[Stored data]

══════════════════════════════

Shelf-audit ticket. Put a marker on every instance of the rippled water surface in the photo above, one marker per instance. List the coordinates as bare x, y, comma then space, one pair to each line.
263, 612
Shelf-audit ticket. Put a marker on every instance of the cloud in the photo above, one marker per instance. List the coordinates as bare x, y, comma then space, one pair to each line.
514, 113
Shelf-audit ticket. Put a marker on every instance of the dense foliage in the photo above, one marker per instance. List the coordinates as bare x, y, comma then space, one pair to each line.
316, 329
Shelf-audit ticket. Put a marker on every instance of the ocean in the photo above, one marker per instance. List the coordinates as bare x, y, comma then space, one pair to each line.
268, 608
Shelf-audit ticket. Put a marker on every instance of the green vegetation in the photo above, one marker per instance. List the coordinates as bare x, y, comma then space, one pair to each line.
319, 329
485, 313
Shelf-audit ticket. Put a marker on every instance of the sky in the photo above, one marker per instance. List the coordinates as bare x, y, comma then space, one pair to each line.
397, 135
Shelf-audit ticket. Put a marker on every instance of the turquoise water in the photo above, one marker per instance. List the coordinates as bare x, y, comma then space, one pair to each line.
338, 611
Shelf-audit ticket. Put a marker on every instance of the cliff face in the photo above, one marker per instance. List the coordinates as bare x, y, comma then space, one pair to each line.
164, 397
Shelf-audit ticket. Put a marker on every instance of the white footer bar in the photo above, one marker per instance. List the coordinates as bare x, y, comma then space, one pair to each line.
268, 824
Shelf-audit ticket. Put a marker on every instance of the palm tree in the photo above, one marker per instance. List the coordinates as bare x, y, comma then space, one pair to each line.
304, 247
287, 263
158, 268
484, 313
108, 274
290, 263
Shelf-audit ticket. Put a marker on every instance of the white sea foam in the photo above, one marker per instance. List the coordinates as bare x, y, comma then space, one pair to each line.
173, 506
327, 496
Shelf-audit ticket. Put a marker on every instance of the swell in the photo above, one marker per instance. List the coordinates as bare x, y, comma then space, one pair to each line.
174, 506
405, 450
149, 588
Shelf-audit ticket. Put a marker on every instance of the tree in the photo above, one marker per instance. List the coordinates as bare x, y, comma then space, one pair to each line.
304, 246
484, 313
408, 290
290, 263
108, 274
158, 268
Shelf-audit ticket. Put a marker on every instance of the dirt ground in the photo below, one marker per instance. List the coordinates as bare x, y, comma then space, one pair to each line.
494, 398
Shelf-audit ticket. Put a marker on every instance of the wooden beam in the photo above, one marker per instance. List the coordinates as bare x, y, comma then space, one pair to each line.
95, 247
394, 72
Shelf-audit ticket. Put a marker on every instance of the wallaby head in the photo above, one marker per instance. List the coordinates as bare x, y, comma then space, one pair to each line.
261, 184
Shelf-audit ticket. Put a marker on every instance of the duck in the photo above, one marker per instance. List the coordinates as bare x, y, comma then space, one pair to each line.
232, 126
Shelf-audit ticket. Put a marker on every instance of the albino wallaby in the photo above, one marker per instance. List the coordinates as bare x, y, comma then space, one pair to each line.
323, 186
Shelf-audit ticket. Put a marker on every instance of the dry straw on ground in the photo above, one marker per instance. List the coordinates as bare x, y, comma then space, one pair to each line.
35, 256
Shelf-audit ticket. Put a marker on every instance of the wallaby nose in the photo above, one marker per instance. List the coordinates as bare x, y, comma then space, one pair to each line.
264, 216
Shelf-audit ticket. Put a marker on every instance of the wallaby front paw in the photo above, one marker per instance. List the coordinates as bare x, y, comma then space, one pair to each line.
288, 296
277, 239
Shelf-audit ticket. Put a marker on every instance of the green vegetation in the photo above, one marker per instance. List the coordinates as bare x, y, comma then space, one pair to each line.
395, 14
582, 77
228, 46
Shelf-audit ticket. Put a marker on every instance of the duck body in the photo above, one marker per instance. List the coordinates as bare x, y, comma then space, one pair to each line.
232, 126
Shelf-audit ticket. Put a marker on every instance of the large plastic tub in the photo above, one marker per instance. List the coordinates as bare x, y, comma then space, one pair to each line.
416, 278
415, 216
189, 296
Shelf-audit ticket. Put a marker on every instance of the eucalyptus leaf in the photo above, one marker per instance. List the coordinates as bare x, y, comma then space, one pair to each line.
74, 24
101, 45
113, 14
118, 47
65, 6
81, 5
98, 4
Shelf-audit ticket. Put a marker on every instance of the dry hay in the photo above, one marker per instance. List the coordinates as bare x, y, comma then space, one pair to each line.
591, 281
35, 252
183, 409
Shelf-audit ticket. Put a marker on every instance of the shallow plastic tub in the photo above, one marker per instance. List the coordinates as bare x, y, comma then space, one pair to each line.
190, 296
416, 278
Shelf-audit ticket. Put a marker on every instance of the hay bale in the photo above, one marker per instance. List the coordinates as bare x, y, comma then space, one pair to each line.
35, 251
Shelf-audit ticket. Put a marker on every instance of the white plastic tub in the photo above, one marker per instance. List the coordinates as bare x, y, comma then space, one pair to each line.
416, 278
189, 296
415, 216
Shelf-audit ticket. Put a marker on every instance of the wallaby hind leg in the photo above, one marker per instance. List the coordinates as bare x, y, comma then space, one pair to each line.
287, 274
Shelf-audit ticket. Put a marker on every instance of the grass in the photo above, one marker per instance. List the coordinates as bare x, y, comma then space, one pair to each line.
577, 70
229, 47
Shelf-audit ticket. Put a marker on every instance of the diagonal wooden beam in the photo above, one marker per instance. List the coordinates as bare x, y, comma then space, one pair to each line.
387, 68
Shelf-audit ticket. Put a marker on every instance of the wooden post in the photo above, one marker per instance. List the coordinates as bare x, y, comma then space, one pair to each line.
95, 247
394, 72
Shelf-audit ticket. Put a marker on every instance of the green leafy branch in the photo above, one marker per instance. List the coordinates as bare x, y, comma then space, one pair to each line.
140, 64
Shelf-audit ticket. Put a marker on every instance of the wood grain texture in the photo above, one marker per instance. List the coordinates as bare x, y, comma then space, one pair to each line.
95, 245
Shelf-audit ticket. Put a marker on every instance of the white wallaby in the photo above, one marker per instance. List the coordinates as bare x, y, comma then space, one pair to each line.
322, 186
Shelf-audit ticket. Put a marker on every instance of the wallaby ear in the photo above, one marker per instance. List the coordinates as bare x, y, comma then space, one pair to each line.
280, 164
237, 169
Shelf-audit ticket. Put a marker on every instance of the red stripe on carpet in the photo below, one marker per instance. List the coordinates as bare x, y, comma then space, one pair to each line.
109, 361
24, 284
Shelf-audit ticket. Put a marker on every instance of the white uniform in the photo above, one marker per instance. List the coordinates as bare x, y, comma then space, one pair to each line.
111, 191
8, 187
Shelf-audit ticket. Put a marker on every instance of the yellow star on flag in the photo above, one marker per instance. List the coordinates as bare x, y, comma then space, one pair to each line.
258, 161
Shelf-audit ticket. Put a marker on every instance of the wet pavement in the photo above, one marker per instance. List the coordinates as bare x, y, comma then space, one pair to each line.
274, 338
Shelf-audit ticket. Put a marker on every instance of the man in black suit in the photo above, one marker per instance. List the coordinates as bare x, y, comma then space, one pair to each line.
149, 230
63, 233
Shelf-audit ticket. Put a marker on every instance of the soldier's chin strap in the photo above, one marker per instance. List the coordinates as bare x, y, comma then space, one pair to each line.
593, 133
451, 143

══════════════════════════════

From the records above, extract each line exactly as shown.

Shelf-audit ticket. Put a marker on every instance of the rippled water surface in the photo above, one marker per instance. List the coordinates as bare x, y, comma then space, one pair to each line.
263, 612
Shelf-audit ticket. Put a marker on every instance of the cloud in the photo above, one marker per instance. List the coordinates as bare x, y, comma then space, one pair to each line.
514, 113
Shelf-audit ticket. Put a marker on every instance of the dense foliage in the photo above, one marker per instance. List the coordinates as bare x, y, comma then space, one pair to each line.
316, 329
Shelf-audit ticket. Put a marker on every instance of the ocean in the photo above, one marker per instance. List the coordinates as bare x, y, comma then space, one pair to each line.
268, 608
Shelf-audit ticket. Put a marker on every instance of the green vegetation in the photo above, one marker per instance. List the coordinates as bare x, y, comma then space, one pair to each line.
319, 329
485, 313
Shelf-audit ticket. Put a marker on every instance of the sky in the photo above, one marker per instance. List the coordinates as bare x, y, comma then space, one pair to each line.
397, 135
Shelf-audit ticket. Put a marker on every instance of the turquoise water in the photo above, one marker per instance. List the coordinates as bare x, y, comma then space, one pair to each line.
338, 611
Shelf-audit ticket. Put a marker on every instance of the cliff face in the photo above, one marker per instance. List the coordinates as bare x, y, comma then space, one pair to each line.
164, 397
Shelf-audit ticket. Put a marker on every instance of the white footer bar in the photo above, one marker per instance. List the coordinates as bare x, y, comma then space, one pair to each line.
268, 824
Shelf-audit ticket. Put a marker on every instance of the palm tree in the photo above, one marker per instance. List the coordinates as bare x, y, comma then space, one pair to each line.
304, 247
287, 263
158, 268
484, 313
108, 274
290, 263
Shelf-audit ticket. Put a marker on every instance of the white sea foam in the photo above, one marker per instance. List the coordinates as bare x, y, comma then space, one pair to each line.
173, 506
327, 496
Shelf-audit ticket. Put a marker on every instance of the swell in the photo above, one marker per instance. List the coordinates as bare x, y, comma then space, one pair to each line.
174, 506
405, 450
149, 588
Shelf-audit ticket. Put a marker on every instance of the tree in the photo above, one marker per instance. List the coordinates as bare x, y, comma then space, one pair to each line.
304, 246
484, 313
408, 290
290, 263
108, 274
158, 268
Shelf-audit ticket. Put a marker on every instance of the dirt ground in the photo below, one marker per instance. List the coordinates as bare x, y, comma then space, one pair to each line.
494, 398
Shelf-audit ticket. Put a marker on every instance of the wooden beam in the photo above, one marker per instance. List the coordinates as bare x, y, comma then space, one pair to each line.
95, 247
394, 72
Shelf-audit ticket. Put a marker on every instance of the wallaby head in the photo above, one marker per instance. List the coordinates as bare x, y, comma then space, one pair to each line.
261, 184
Shelf-audit ticket. Put a marker on every instance of the duck in the photo above, one marker per instance. List the coordinates as bare x, y, comma then space, one pair to each line.
232, 126
Shelf-audit ticket. Put a marker on every instance of the albino wallaby in the photo above, one marker per instance. List the coordinates as bare x, y, comma then space, one pair to each line.
323, 186
Shelf-audit ticket. Put a marker on every instance of the dry straw on ground in the photo above, one marker per instance. List the coordinates as bare x, y, comma then space, one pair to each line.
35, 256
Shelf-audit ticket. Put a marker on every instance of the wallaby nose in the photo above, one marker per instance. List the coordinates as bare x, y, comma then space, one pair to each line.
264, 216
Shelf-audit ticket. Put a marker on every instance of the wallaby front paw in the photo above, one marker per instance. List the coordinates as bare x, y, comma then space, one pair to each line.
288, 296
277, 239
Shelf-audit ticket. Put a marker on every instance of the green vegetation in the photo above, one marker per instance. List the coordinates as bare x, y, comma then space, one pair to each line.
395, 14
582, 77
228, 46
Shelf-audit ticket. Put a marker on every instance of the duck body in the photo above, one marker per instance. List the coordinates as bare x, y, comma then space, one pair to each line.
232, 126
Shelf-audit ticket. Put a marker on every instance of the large plastic tub in the photo above, one marker per instance. List the coordinates as bare x, y, comma then space, one pair to each line.
416, 278
415, 216
189, 296
Shelf-audit ticket. Put a marker on every instance of the eucalyptus leaf in the photo above, one marker per instance. List the coordinates as bare x, y, comma then space, one pair to each line.
74, 24
101, 45
113, 14
118, 47
65, 6
81, 5
98, 4
Shelf-audit ticket. Put a marker on every instance of the dry hay in the photo above, one marker per instance. List the coordinates as bare x, y, comma then space, one pair to each line.
591, 281
35, 252
183, 409
Shelf-audit ticket. Put a marker on every instance of the shallow plastic tub in the photo above, one marker per instance. List the coordinates as bare x, y, comma then space, one pair to each line.
190, 296
416, 278
Shelf-audit ticket. Put a marker on every instance of the hay bale in the photo above, one marker per instance. List the coordinates as bare x, y, comma then space, one pair to each line.
35, 251
Shelf-audit ticket. Put a marker on every instance of the white plastic tub in the photo above, one marker per instance. List the coordinates as bare x, y, comma then space, one pair to each line.
416, 278
189, 296
415, 216
Shelf-audit ticket. Put a marker on every instance of the wallaby hind leg in the photo above, one marker per instance. List the coordinates as bare x, y, comma then space, one pair to each line.
287, 274
Shelf-audit ticket. Put a marker on every instance of the grass in the photo above, one marker per instance. List the coordinates as bare x, y, comma then space, one pair to each line.
577, 70
229, 47
Shelf-audit ticket. Put a marker on every instance of the diagonal wooden beam in the photo above, one marker per instance. List the coordinates as bare x, y, comma then space, one pair to each line.
387, 68
Shelf-audit ticket. Put a marker on every instance of the wooden post in the photo above, one marker per instance. List the coordinates as bare x, y, comma then space, one pair to each line.
95, 247
394, 72
Shelf-audit ticket. Put a marker on every instance of the green leafy branch in the photo above, one marker per instance. List the coordinates as bare x, y, comma then space, one pair to each line.
140, 64
Shelf-audit ticket. Put a marker on every instance of the wood grain texture in the photo above, one marker per instance. List the coordinates as bare x, y, comma then space, one pair to each line.
95, 245
Shelf-audit ticket. Put a marker on every instance of the white wallaby in the photo above, one marker per instance. List the coordinates as bare x, y, comma then space, one pair to each line.
322, 186
Shelf-audit ticket. Put a marker on every instance of the wallaby ear in the photo above, one marker per instance. List the coordinates as bare x, y, comma then space, one pair to each line.
280, 164
237, 169
Shelf-audit ticket. Put a marker on every instance of the red stripe on carpet in the photo below, one marker per instance. List the coordinates as bare x, y, comma then space, one pair to each line.
109, 361
24, 284
Shelf-audit ticket. Put a marker on every instance of the white uniform in the photo above, one marker per instance. List the coordinates as bare x, y, comma then space, one pair to each line.
111, 191
8, 187
Shelf-audit ticket. Put a marker on every instance of the yellow star on flag in the photo above, one marker per instance. List the coordinates as bare x, y, comma then space, one pair to each line.
258, 161
Shelf-audit ticket. Put a marker on every instance of the wet pavement in the photo above, one marker per instance. List the coordinates as bare x, y, comma then space, one pair to each line.
274, 338
Shelf-audit ticket. Put a marker on every instance of the man in black suit in the photo above, one marker per instance. List the coordinates as bare x, y, comma then space, one pair to each line.
149, 230
63, 233
Shelf-audit ticket. Put a marker on every instance of the soldier's chin strap in the photo above, one marker per instance. List the coordinates as bare x, y, comma then space, one pair to each line.
593, 133
451, 143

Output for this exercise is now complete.